::: Source extract
Studio album by Adamski
- Released: 1 October 1990
- Recorded: 1989–90
- Genres: Acid house; house;
- Label: MCA
- Producer: Adamski

Adamski chronology
| Liveandirect (1989) | Doctor Adamski's Musical Pharmacy (1990) | Naughty (1992) |

= Doctor Adamski's Musical Pharmacy =

Doctor Adamski's Musical Pharmacy is the first studio album, second album overall, by English acid house DJ and record producer Adamski, released on 1 October 1990 on MCA Records. It includes the UK number one single "Killer", featuring singer Seal on vocals, which was also a top 10 hit worldwide, plus an extended version of the previous single "N-R-G" (UK No. 12) and follow-up singles "The Space Jungle" (UK No. 7) and "Flashback Jack" (UK No. 46).

==Critical reception==

Chuck Eddy from Entertainment Weekly felt the album "is less pretentious, more varied, and more fun. This time he tries to sing, and while he retains the electronic keyboard doodling he started out with, here he uses it as a break in the action rather than as an end in itself."

Professional ratings
Review scores
| Source | Rating |
| AllMusic | Star Half star |
| Chicago Tribune | Star |
| Entertainment Weekly | B |

==Track listing==
All tracks written by Adam Tinley, except where noted.
::::::
::: Available data
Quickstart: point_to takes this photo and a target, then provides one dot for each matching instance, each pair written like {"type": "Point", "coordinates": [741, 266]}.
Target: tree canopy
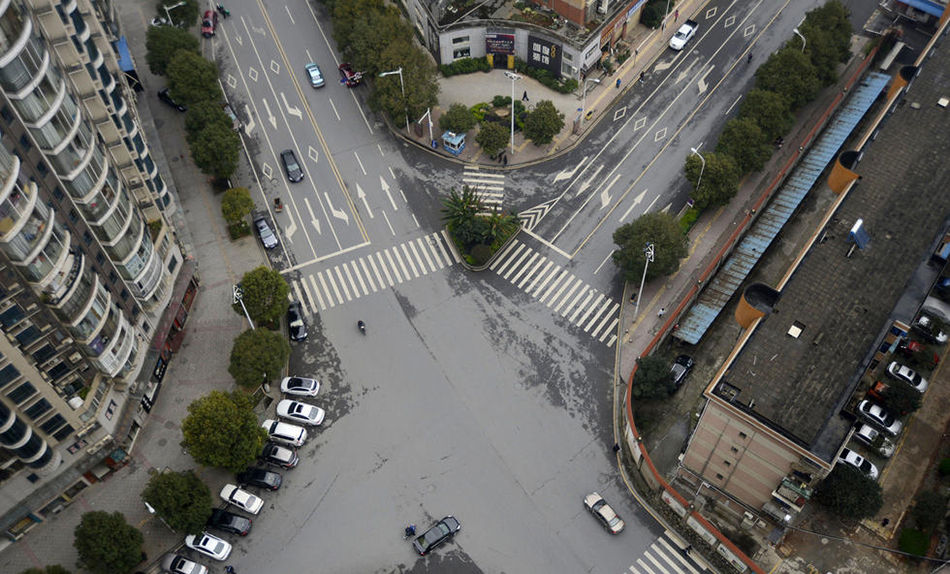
{"type": "Point", "coordinates": [493, 137]}
{"type": "Point", "coordinates": [192, 79]}
{"type": "Point", "coordinates": [163, 42]}
{"type": "Point", "coordinates": [258, 356]}
{"type": "Point", "coordinates": [744, 141]}
{"type": "Point", "coordinates": [847, 492]}
{"type": "Point", "coordinates": [265, 295]}
{"type": "Point", "coordinates": [221, 430]}
{"type": "Point", "coordinates": [543, 123]}
{"type": "Point", "coordinates": [107, 544]}
{"type": "Point", "coordinates": [720, 179]}
{"type": "Point", "coordinates": [458, 118]}
{"type": "Point", "coordinates": [669, 246]}
{"type": "Point", "coordinates": [652, 379]}
{"type": "Point", "coordinates": [181, 499]}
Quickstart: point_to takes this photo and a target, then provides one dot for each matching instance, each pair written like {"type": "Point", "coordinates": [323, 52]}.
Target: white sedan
{"type": "Point", "coordinates": [241, 498]}
{"type": "Point", "coordinates": [300, 386]}
{"type": "Point", "coordinates": [209, 545]}
{"type": "Point", "coordinates": [300, 412]}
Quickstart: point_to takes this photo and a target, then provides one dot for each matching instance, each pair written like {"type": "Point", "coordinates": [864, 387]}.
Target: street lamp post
{"type": "Point", "coordinates": [513, 77]}
{"type": "Point", "coordinates": [800, 35]}
{"type": "Point", "coordinates": [168, 11]}
{"type": "Point", "coordinates": [402, 87]}
{"type": "Point", "coordinates": [584, 99]}
{"type": "Point", "coordinates": [648, 251]}
{"type": "Point", "coordinates": [702, 169]}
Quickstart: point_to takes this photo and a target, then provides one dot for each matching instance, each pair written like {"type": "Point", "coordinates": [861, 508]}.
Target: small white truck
{"type": "Point", "coordinates": [683, 35]}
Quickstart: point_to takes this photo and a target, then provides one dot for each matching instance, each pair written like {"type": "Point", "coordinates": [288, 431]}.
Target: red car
{"type": "Point", "coordinates": [208, 23]}
{"type": "Point", "coordinates": [348, 76]}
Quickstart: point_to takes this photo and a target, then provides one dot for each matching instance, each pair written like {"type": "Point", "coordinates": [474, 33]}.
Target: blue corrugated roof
{"type": "Point", "coordinates": [730, 276]}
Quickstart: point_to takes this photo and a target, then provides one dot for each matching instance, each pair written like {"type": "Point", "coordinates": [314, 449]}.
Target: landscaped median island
{"type": "Point", "coordinates": [477, 234]}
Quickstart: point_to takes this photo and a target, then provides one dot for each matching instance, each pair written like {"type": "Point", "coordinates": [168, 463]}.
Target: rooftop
{"type": "Point", "coordinates": [843, 305]}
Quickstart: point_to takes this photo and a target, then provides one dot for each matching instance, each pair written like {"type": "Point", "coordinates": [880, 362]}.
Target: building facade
{"type": "Point", "coordinates": [88, 260]}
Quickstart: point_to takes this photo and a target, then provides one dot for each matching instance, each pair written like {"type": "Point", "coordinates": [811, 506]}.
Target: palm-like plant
{"type": "Point", "coordinates": [459, 209]}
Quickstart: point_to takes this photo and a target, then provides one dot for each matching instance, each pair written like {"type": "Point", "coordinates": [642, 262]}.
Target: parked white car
{"type": "Point", "coordinates": [209, 545]}
{"type": "Point", "coordinates": [241, 498]}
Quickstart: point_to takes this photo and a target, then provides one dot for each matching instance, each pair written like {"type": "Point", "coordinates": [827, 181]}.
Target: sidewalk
{"type": "Point", "coordinates": [201, 364]}
{"type": "Point", "coordinates": [471, 89]}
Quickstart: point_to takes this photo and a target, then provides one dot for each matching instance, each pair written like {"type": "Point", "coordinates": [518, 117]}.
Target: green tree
{"type": "Point", "coordinates": [543, 123]}
{"type": "Point", "coordinates": [216, 150]}
{"type": "Point", "coordinates": [179, 498]}
{"type": "Point", "coordinates": [746, 143]}
{"type": "Point", "coordinates": [163, 42]}
{"type": "Point", "coordinates": [192, 79]}
{"type": "Point", "coordinates": [236, 204]}
{"type": "Point", "coordinates": [419, 81]}
{"type": "Point", "coordinates": [107, 544]}
{"type": "Point", "coordinates": [54, 569]}
{"type": "Point", "coordinates": [493, 137]}
{"type": "Point", "coordinates": [458, 118]}
{"type": "Point", "coordinates": [652, 379]}
{"type": "Point", "coordinates": [669, 246]}
{"type": "Point", "coordinates": [720, 179]}
{"type": "Point", "coordinates": [769, 111]}
{"type": "Point", "coordinates": [790, 73]}
{"type": "Point", "coordinates": [847, 492]}
{"type": "Point", "coordinates": [185, 15]}
{"type": "Point", "coordinates": [265, 295]}
{"type": "Point", "coordinates": [900, 398]}
{"type": "Point", "coordinates": [258, 356]}
{"type": "Point", "coordinates": [221, 430]}
{"type": "Point", "coordinates": [203, 114]}
{"type": "Point", "coordinates": [929, 509]}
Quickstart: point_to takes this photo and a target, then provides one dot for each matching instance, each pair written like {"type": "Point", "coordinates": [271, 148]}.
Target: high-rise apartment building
{"type": "Point", "coordinates": [88, 261]}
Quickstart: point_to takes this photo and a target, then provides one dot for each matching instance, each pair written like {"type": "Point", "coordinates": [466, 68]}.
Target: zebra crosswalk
{"type": "Point", "coordinates": [489, 187]}
{"type": "Point", "coordinates": [582, 305]}
{"type": "Point", "coordinates": [665, 556]}
{"type": "Point", "coordinates": [373, 272]}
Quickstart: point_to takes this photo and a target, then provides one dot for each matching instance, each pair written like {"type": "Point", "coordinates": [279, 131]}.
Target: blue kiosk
{"type": "Point", "coordinates": [453, 143]}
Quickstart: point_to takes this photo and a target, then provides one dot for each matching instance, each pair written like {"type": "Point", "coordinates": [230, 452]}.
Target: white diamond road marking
{"type": "Point", "coordinates": [590, 310]}
{"type": "Point", "coordinates": [371, 273]}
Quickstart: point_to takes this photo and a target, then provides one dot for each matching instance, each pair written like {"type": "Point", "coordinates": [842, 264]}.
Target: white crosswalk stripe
{"type": "Point", "coordinates": [664, 557]}
{"type": "Point", "coordinates": [592, 311]}
{"type": "Point", "coordinates": [372, 273]}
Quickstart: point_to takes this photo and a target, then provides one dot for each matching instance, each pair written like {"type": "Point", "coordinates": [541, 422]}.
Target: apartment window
{"type": "Point", "coordinates": [29, 335]}
{"type": "Point", "coordinates": [21, 393]}
{"type": "Point", "coordinates": [8, 374]}
{"type": "Point", "coordinates": [11, 316]}
{"type": "Point", "coordinates": [37, 409]}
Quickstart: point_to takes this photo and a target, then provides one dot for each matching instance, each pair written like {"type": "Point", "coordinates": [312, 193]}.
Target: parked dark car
{"type": "Point", "coordinates": [229, 522]}
{"type": "Point", "coordinates": [289, 159]}
{"type": "Point", "coordinates": [261, 478]}
{"type": "Point", "coordinates": [681, 367]}
{"type": "Point", "coordinates": [298, 328]}
{"type": "Point", "coordinates": [437, 534]}
{"type": "Point", "coordinates": [165, 97]}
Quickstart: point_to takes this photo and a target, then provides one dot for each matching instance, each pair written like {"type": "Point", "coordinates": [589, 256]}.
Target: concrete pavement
{"type": "Point", "coordinates": [200, 365]}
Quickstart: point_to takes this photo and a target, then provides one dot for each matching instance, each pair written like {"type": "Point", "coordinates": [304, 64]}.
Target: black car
{"type": "Point", "coordinates": [165, 97]}
{"type": "Point", "coordinates": [229, 522]}
{"type": "Point", "coordinates": [298, 328]}
{"type": "Point", "coordinates": [681, 367]}
{"type": "Point", "coordinates": [260, 477]}
{"type": "Point", "coordinates": [439, 533]}
{"type": "Point", "coordinates": [289, 159]}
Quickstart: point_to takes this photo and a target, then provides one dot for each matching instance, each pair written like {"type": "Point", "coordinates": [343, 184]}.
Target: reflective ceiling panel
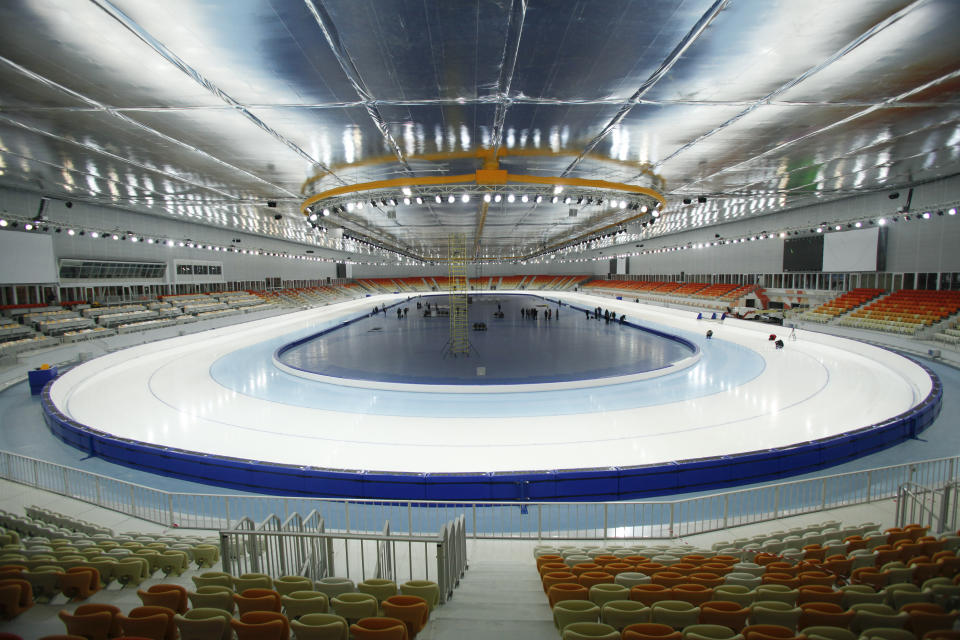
{"type": "Point", "coordinates": [209, 109]}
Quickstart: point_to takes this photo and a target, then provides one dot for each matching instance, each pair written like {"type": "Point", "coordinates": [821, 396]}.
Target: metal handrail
{"type": "Point", "coordinates": [657, 519]}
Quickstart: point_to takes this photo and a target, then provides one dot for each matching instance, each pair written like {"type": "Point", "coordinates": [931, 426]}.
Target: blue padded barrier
{"type": "Point", "coordinates": [607, 483]}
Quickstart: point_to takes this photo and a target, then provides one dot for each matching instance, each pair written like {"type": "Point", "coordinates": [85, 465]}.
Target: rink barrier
{"type": "Point", "coordinates": [596, 484]}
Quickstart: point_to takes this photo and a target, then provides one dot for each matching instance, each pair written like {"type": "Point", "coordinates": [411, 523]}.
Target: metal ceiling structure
{"type": "Point", "coordinates": [208, 110]}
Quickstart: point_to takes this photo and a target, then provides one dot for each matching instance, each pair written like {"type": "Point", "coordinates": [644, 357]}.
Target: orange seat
{"type": "Point", "coordinates": [818, 593]}
{"type": "Point", "coordinates": [378, 629]}
{"type": "Point", "coordinates": [16, 596]}
{"type": "Point", "coordinates": [817, 578]}
{"type": "Point", "coordinates": [870, 576]}
{"type": "Point", "coordinates": [706, 579]}
{"type": "Point", "coordinates": [650, 593]}
{"type": "Point", "coordinates": [583, 567]}
{"type": "Point", "coordinates": [79, 583]}
{"type": "Point", "coordinates": [668, 578]}
{"type": "Point", "coordinates": [552, 567]}
{"type": "Point", "coordinates": [115, 629]}
{"type": "Point", "coordinates": [171, 596]}
{"type": "Point", "coordinates": [649, 631]}
{"type": "Point", "coordinates": [559, 577]}
{"type": "Point", "coordinates": [695, 594]}
{"type": "Point", "coordinates": [261, 625]}
{"type": "Point", "coordinates": [413, 611]}
{"type": "Point", "coordinates": [541, 560]}
{"type": "Point", "coordinates": [590, 578]}
{"type": "Point", "coordinates": [566, 591]}
{"type": "Point", "coordinates": [785, 579]}
{"type": "Point", "coordinates": [149, 621]}
{"type": "Point", "coordinates": [618, 567]}
{"type": "Point", "coordinates": [769, 632]}
{"type": "Point", "coordinates": [92, 626]}
{"type": "Point", "coordinates": [824, 614]}
{"type": "Point", "coordinates": [257, 600]}
{"type": "Point", "coordinates": [724, 613]}
{"type": "Point", "coordinates": [926, 617]}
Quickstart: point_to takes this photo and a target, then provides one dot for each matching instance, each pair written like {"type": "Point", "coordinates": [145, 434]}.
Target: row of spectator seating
::::::
- Questions
- 1) Answer from the album article:
(a) Which label released the album?
(b) What grade did Entertainment Weekly give it?
(c) Which singer provides vocals on "Killer"?
- 2) Edit the passage of the album article between "Doctor Adamski's Musical Pharmacy is" and "(UK No. 46).", inclusive, so that "English" becomes "British".
- 3) According to the album article, how does Chuck Eddy say Adamski's electronic keyboard doodling works differently on this album?

- Results in order
- 1)
(a) MCA
(b) B
(c) Seal

- 2)
Doctor Adamski's Musical Pharmacy is the first studio album, second album overall, by British acid house DJ and record producer Adamski, released on 1 October 1990 on MCA Records. It includes the UK number one single "Killer", featuring singer Seal on vocals, which was also a top 10 hit worldwide, plus an extended version of the previous single "N-R-G" (UK No. 12) and follow-up singles "The Space Jungle" (UK No. 7) and "Flashback Jack" (UK No. 46).

- 3) Adamski keeps the keyboard doodling he started out with. On this album he uses it as a break in the action rather than as an end in itself.